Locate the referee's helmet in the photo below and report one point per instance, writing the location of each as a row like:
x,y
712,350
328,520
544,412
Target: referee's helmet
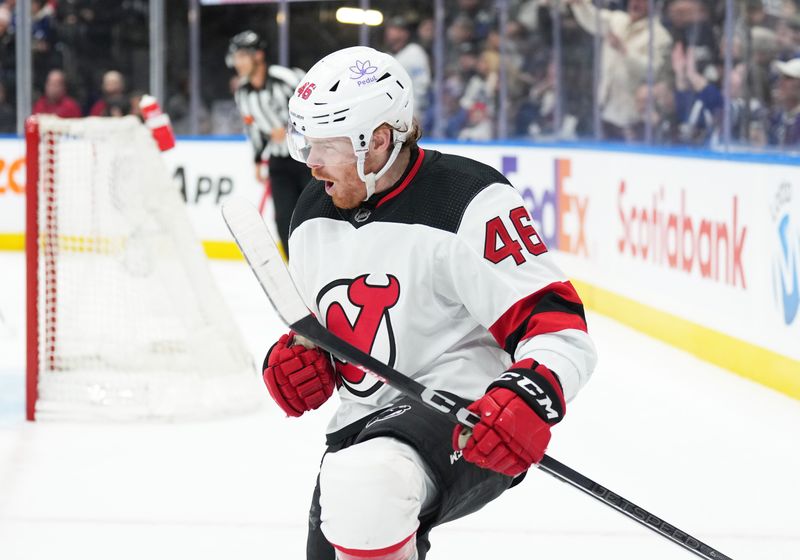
x,y
246,40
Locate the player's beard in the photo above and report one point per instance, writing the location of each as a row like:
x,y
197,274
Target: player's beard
x,y
346,189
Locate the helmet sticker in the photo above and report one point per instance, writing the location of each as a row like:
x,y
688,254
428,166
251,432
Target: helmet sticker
x,y
306,90
362,69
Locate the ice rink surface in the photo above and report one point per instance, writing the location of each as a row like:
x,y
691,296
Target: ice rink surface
x,y
709,452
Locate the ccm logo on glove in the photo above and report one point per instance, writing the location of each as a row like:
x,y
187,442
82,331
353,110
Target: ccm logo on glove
x,y
299,376
516,413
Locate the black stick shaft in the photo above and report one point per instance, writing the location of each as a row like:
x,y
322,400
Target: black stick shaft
x,y
628,508
456,409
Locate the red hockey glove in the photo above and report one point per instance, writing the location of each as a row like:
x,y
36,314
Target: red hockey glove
x,y
516,414
298,378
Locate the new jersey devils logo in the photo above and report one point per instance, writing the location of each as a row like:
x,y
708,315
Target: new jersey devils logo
x,y
358,312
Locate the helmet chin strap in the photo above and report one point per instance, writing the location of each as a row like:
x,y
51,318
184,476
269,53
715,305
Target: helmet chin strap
x,y
371,179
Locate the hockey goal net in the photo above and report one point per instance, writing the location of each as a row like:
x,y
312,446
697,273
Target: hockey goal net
x,y
124,318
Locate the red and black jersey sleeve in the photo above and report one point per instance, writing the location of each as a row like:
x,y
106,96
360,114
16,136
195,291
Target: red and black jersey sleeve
x,y
507,279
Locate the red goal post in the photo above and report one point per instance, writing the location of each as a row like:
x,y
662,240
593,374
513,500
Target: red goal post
x,y
124,319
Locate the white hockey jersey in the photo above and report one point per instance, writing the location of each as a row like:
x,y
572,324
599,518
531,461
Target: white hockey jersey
x,y
443,277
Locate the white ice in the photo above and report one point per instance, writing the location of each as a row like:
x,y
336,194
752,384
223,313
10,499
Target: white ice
x,y
711,453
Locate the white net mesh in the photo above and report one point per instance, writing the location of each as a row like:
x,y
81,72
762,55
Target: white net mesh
x,y
131,324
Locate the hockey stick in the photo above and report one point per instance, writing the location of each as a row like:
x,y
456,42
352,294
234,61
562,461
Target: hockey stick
x,y
251,234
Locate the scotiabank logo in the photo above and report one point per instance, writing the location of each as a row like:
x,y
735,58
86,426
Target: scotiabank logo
x,y
682,238
560,217
786,255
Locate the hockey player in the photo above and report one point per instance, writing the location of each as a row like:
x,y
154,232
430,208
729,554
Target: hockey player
x,y
262,96
431,263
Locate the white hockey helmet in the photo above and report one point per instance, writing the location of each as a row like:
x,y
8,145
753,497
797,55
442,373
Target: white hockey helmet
x,y
347,95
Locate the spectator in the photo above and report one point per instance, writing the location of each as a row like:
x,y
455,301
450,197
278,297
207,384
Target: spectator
x,y
135,101
476,12
662,117
117,106
625,59
784,129
479,124
698,101
8,116
8,61
460,32
413,58
482,86
55,100
113,86
426,31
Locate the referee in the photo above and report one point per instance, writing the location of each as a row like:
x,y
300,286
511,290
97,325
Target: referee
x,y
263,101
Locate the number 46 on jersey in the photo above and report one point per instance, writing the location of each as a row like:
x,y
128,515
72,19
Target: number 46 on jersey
x,y
501,244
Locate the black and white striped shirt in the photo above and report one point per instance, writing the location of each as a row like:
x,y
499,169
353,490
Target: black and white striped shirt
x,y
264,110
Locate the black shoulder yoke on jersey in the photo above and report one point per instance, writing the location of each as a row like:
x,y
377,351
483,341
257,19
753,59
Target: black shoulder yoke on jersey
x,y
434,193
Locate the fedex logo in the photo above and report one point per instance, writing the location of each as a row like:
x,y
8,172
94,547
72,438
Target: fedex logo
x,y
560,217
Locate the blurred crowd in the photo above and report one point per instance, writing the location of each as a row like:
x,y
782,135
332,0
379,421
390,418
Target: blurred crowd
x,y
673,66
614,75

- REQUIRED WORK
Using the data above, write out every line exactly, leaving the images behind.

- TASK OUTPUT
Locate the referee's helmet in the photo below and report one point per instance, writing the location of each as a row like:
x,y
712,350
328,520
544,412
Target: referee's helmet
x,y
246,40
Locate the player's beard in the photo above and report one point per instance, writing the location of each as a row like:
x,y
197,274
Target: player's beard
x,y
346,189
Locate the helmet sticker in the photo above and report one point per instance, writing the location of each as a row like:
x,y
688,254
428,166
251,432
Target: helmet sticker
x,y
306,90
362,69
Locate the ice rink surface in the photo above and report one point per instance, writing the location of each as a row like:
x,y
691,296
Target: ice rink surface
x,y
709,452
Locate the ccm logo on glove in the photo above and report one point per instance, writing the location of each as a row like:
x,y
187,442
82,331
353,110
Target: ccm logo on glove
x,y
299,376
516,413
Locate the black stick shaft in the photo above and report one point per instance, writing the location of each as a row like:
x,y
322,400
Target: black stick shaft
x,y
628,508
456,409
Locate the red hockey glove in the photo above and report one point per instance, writing the location of each as a row like:
x,y
36,314
Target: red hockey glove
x,y
516,414
298,378
Locate the new jersey devils logo in the photo above and report one point per instance, writing the location of each as a row like:
x,y
708,315
Target: new jersey devils logo
x,y
358,312
Locate the helmet chin strap in the photo above and report one point per instance, writing the location of each as a row like:
x,y
51,318
184,476
269,53
715,305
Target: helmet chin strap
x,y
371,179
Locate the hockey goal net in the photo above and report one point per instance, writing the location of each as a row like:
x,y
312,446
697,273
Target: hockey goal net
x,y
124,318
Locate the red and black jersey sleeve in the photo above and report one point per instance, writing the location of each as a row like:
x,y
106,96
360,114
16,136
195,291
Target: red and black jersey sleeve
x,y
507,279
Locate the red goal post in the photo above and report one point per instance, writing the location of each as a row like:
x,y
662,240
593,374
513,500
Target: red goal post
x,y
124,319
Locate the white hockey jersey in the photo above and report one point per instance, writing the location of each as a row like:
x,y
572,324
599,518
531,461
Target: white hockey jersey
x,y
443,277
Locate the white ice in the photo above and report one point per instance, writing the location of each as a row like:
x,y
336,194
752,384
223,313
10,499
Target: white ice
x,y
711,453
Locate the white net mesh in the photo above and report one point per instance, writing the location of each as a row like:
x,y
81,72
762,55
Target: white net mesh
x,y
131,324
Locate the hockey stick in the photo above and report one point per instance, writing the location of each as a row like:
x,y
456,42
352,294
234,61
562,461
Target: hockey stick
x,y
251,234
Locate the scotiabank logo in the photo above and report one point per instance, writing the location of each as a row like:
x,y
735,58
86,426
Target: scotiabank logo
x,y
682,238
560,217
786,255
Locate the hockey player in the photo above and report one point per instance, writing the location of each as a row like:
x,y
154,232
430,208
729,554
Target: hockey player
x,y
262,96
431,263
Locate the white hockey helmet in the photo above and report one point per instance, writing the location of each as a row like:
x,y
8,145
753,497
797,55
442,373
Target: white hockey helmet
x,y
347,95
Locate the spectator in the photo above and report one point per instance, writing the location of each as a row like:
x,y
455,301
450,197
278,297
207,384
Target: spectator
x,y
135,101
476,12
662,117
117,106
625,59
784,129
479,124
698,101
8,116
8,61
460,32
413,58
482,86
55,100
113,86
426,31
Locate the referee in the photo above and report one point per instance, writing the location of each as a row like:
x,y
300,286
511,290
97,325
Target: referee
x,y
263,101
Locate the number 46 on jersey in the photo above and report one point per instance, writing the location of each as a row like:
x,y
128,515
72,19
Target: number 46 on jersey
x,y
501,244
Locate the black and white striped shirt in the photo above and report one point per instance, writing the location of each as a row like:
x,y
499,169
353,490
Target: black and white striped shirt
x,y
264,110
Locate the black shoulder yoke on jersey in the photo above and report one point per instance, writing the location of each as a row like:
x,y
377,351
483,341
257,19
753,59
Target: black shoulder yoke on jersey
x,y
434,193
Locate the fedex logo in the photo above and report one point per instance, writing the location of each as a row like:
x,y
8,172
94,547
72,438
Target: fedex logo
x,y
560,217
Locate the blurred crowd in the photo above and report one point per instance, writing the location of each as a row like:
x,y
782,135
332,0
379,421
390,418
Target: blurred crowd
x,y
673,66
614,75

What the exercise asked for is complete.